■ **RECORD EXCERPTS**:
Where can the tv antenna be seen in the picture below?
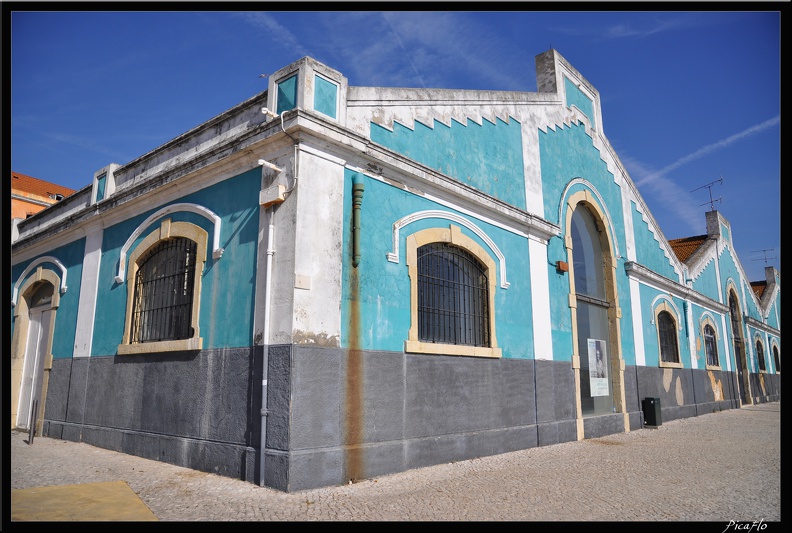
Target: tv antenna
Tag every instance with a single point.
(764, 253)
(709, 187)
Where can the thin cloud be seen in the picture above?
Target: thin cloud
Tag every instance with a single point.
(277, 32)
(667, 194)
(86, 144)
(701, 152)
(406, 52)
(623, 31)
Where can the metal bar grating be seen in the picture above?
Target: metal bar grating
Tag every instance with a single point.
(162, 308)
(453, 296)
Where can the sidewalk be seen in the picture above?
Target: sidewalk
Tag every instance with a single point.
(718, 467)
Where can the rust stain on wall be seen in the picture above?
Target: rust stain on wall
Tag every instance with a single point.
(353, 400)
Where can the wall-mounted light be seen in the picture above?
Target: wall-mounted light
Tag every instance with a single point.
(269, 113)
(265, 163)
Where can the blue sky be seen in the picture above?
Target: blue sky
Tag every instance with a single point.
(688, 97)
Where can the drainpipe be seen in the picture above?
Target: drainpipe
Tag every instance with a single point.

■ **STATED PROBLEM**:
Please rewrite the listing above, changing "single point" to "single dot" wherever it appears and keeping everything else the same. Leave the pictures out of your answer.

■ **COMPLETED EXERCISE**:
Where can the tv antenna be seen in the picture below?
Target: tv antenna
Tag every instance with a single dot.
(764, 253)
(709, 187)
Where can the thin cloud be seen in the picture above?
Target: thin cloud
Tag every instance with a single dot.
(277, 32)
(667, 194)
(86, 144)
(701, 152)
(406, 52)
(623, 31)
Where can the metal bar grating be seen in the picture above?
Target: metal bar grating
Tag every instance with a single dot.
(162, 308)
(453, 296)
Where can the sidewalk be seen in the picture above?
Target: sidewalk
Tag every instance with a single dot.
(718, 467)
Where can the rust stain on wall be seen in the picture above?
Target: rust stain on wall
Tag every instance with a single dot.
(353, 400)
Where can the wall-mounted light be seen in the picture above?
Target: wall-mounted light
Tag every instance with a single dot.
(269, 113)
(265, 163)
Where can the blue sky be seen in the picture above?
Target: blue sky
Tag every instance with a single dot.
(688, 97)
Where can the drainpipe be seen in the picture above?
Target: drainpipe
Tag every instance with a single dot.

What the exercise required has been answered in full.